Saved entries:
——————

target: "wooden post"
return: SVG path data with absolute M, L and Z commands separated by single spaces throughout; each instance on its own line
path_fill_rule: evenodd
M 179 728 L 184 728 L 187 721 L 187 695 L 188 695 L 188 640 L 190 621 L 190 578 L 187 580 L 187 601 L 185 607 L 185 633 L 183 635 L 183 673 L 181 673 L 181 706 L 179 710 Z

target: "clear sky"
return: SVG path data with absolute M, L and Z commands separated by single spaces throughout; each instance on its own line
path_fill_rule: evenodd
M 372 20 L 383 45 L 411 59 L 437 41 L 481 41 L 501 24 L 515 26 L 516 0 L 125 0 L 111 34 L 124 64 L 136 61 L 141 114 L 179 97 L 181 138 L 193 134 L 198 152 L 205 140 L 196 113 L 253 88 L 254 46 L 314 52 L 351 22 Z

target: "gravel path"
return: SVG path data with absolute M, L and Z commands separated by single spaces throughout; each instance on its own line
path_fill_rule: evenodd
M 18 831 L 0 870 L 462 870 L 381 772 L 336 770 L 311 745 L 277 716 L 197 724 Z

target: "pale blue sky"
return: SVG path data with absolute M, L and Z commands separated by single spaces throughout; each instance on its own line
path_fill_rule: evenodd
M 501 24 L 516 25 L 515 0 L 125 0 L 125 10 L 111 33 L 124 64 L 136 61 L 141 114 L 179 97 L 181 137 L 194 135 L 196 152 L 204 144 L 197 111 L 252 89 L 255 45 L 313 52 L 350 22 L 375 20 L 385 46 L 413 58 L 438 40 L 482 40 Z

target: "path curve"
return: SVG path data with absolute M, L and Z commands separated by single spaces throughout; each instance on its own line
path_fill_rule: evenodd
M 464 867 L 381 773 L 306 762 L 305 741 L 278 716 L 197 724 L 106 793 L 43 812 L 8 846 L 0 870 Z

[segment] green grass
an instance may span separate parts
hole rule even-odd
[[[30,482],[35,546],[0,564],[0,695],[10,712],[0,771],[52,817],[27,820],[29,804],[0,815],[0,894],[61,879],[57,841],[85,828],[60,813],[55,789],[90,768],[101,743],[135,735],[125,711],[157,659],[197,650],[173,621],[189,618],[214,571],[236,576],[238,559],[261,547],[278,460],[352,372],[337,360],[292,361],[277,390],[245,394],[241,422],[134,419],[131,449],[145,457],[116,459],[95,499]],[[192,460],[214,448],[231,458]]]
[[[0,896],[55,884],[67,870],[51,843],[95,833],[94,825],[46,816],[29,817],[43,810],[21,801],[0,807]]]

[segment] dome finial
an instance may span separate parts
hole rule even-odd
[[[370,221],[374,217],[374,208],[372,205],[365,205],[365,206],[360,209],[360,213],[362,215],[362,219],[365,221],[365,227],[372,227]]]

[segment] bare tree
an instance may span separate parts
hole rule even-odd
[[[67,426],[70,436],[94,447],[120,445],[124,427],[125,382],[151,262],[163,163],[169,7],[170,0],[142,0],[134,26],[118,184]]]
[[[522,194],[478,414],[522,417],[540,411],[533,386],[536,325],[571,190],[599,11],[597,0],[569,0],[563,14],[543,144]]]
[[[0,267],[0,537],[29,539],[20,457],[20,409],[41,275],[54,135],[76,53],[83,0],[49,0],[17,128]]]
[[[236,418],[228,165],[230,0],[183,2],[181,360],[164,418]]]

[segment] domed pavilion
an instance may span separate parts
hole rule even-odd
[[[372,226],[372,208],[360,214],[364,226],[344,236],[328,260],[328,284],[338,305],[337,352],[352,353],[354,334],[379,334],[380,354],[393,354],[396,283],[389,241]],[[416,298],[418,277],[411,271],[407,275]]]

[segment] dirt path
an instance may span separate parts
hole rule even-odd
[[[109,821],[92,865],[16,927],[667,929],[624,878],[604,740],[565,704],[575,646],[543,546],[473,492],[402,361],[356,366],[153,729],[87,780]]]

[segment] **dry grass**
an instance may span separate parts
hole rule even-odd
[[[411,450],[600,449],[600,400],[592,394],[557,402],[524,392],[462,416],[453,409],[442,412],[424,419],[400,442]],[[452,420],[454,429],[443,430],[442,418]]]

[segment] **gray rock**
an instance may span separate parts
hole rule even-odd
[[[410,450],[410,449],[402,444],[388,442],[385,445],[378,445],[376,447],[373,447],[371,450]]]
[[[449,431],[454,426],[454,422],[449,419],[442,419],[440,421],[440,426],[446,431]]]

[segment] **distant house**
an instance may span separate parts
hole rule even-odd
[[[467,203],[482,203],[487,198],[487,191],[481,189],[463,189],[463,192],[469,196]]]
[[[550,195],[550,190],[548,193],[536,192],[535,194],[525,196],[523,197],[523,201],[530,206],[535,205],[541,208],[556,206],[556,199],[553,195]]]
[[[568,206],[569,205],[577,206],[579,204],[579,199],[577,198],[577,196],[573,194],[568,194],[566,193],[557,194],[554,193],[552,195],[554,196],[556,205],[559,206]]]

——————

Copy the material above line for line, keeping every character unchanged.

### Final result
target: "wooden post"
return: SVG path data with absolute M, L and Z commands separated by single spaces throughout; each instance on its own line
path_fill_rule: evenodd
M 179 728 L 184 728 L 187 721 L 187 695 L 188 695 L 188 640 L 190 621 L 190 578 L 187 580 L 187 601 L 185 607 L 185 633 L 183 635 L 183 673 L 181 673 L 181 706 L 179 710 Z

target: "clear sky"
return: SVG path data with absolute M, L and Z commands separated by single spaces throughout; each instance on its own line
path_fill_rule: evenodd
M 372 20 L 383 45 L 411 59 L 437 41 L 481 41 L 501 24 L 515 26 L 516 0 L 125 0 L 111 34 L 124 64 L 136 61 L 141 114 L 179 97 L 181 138 L 193 134 L 198 152 L 205 140 L 196 113 L 253 88 L 254 46 L 314 52 L 351 22 Z

target: "gravel path"
return: SVG path data with absolute M, L and Z commands separated by single spaces throughout; each instance on its own line
path_fill_rule: evenodd
M 18 831 L 0 870 L 462 870 L 381 772 L 336 770 L 311 745 L 277 716 L 197 724 Z

target: "pale blue sky"
return: SVG path data with absolute M, L and Z commands separated by single spaces throughout; each instance on its own line
path_fill_rule: evenodd
M 501 24 L 516 25 L 515 0 L 125 0 L 125 10 L 111 33 L 124 64 L 136 61 L 141 114 L 179 97 L 181 137 L 194 135 L 196 152 L 204 144 L 197 111 L 252 89 L 255 45 L 313 52 L 350 22 L 375 20 L 385 46 L 413 58 L 438 40 L 482 40 Z

target: "path curve"
return: SVG path data with absolute M, L and Z commands separated by single spaces throughout; each instance on its own line
path_fill_rule: evenodd
M 464 867 L 381 773 L 306 762 L 305 741 L 278 716 L 197 724 L 106 793 L 43 812 L 8 846 L 0 870 Z

[segment] green grass
an instance may span separate parts
hole rule even-odd
[[[30,482],[35,546],[0,564],[0,695],[10,712],[0,771],[52,817],[27,820],[29,804],[0,815],[0,894],[61,879],[57,841],[85,828],[60,813],[55,789],[90,768],[101,743],[135,735],[125,711],[157,659],[197,650],[173,621],[189,618],[214,571],[236,576],[238,559],[261,547],[278,460],[352,372],[337,360],[292,361],[277,390],[245,394],[241,422],[134,419],[131,449],[145,457],[116,459],[95,499]],[[192,460],[214,448],[231,458]]]
[[[0,896],[55,884],[67,870],[51,843],[95,833],[94,825],[46,816],[29,817],[43,810],[21,801],[0,807]]]

[segment] dome finial
an instance may span separate parts
hole rule even-odd
[[[370,221],[374,217],[374,208],[372,205],[365,205],[365,206],[360,209],[360,213],[362,215],[362,219],[365,221],[365,227],[372,227]]]

[segment] bare tree
an instance may span separate parts
hole rule even-odd
[[[67,426],[70,436],[94,447],[120,445],[124,427],[125,382],[151,262],[163,163],[169,7],[170,0],[142,0],[134,26],[118,184]]]
[[[522,194],[478,414],[522,417],[540,411],[533,386],[536,325],[571,190],[599,11],[597,0],[569,0],[563,14],[543,144]]]
[[[0,267],[0,537],[29,539],[20,457],[20,409],[41,275],[54,135],[76,53],[83,0],[49,0],[17,128]]]
[[[236,418],[228,165],[230,0],[183,2],[181,360],[164,418]]]

[segment] domed pavilion
an instance may span separate parts
hole rule even-odd
[[[372,226],[372,208],[360,214],[364,226],[344,236],[328,260],[328,284],[338,305],[337,352],[352,353],[354,334],[379,334],[380,354],[393,354],[396,283],[389,241]],[[416,298],[418,277],[411,271],[407,275]]]

[segment] dirt path
an instance may span separate parts
hole rule even-odd
[[[109,821],[92,865],[16,927],[667,929],[624,878],[604,740],[565,704],[575,646],[543,546],[473,492],[402,361],[356,366],[153,729],[87,780]]]

[segment] **dry grass**
an instance may span separate parts
hole rule even-odd
[[[411,450],[600,449],[600,400],[592,394],[557,402],[524,392],[462,416],[453,409],[442,412],[424,419],[400,442]],[[452,420],[454,429],[443,430],[442,418]]]

[segment] **gray rock**
an instance may span separate parts
hole rule even-odd
[[[410,450],[410,449],[402,444],[388,442],[385,445],[378,445],[376,447],[373,447],[371,450]]]
[[[449,431],[454,426],[454,422],[449,419],[442,419],[440,421],[440,426],[446,431]]]

[segment] **distant house**
an instance may span separate parts
hole rule even-odd
[[[467,203],[482,203],[487,198],[487,191],[481,189],[463,189],[463,192],[469,196]]]
[[[550,195],[550,190],[548,193],[536,192],[535,194],[525,196],[523,197],[523,201],[530,206],[535,205],[541,208],[556,206],[556,199],[553,195]]]
[[[568,206],[569,205],[577,206],[579,204],[579,199],[577,198],[577,196],[573,194],[568,194],[566,193],[557,194],[554,193],[552,195],[554,196],[556,205],[559,206]]]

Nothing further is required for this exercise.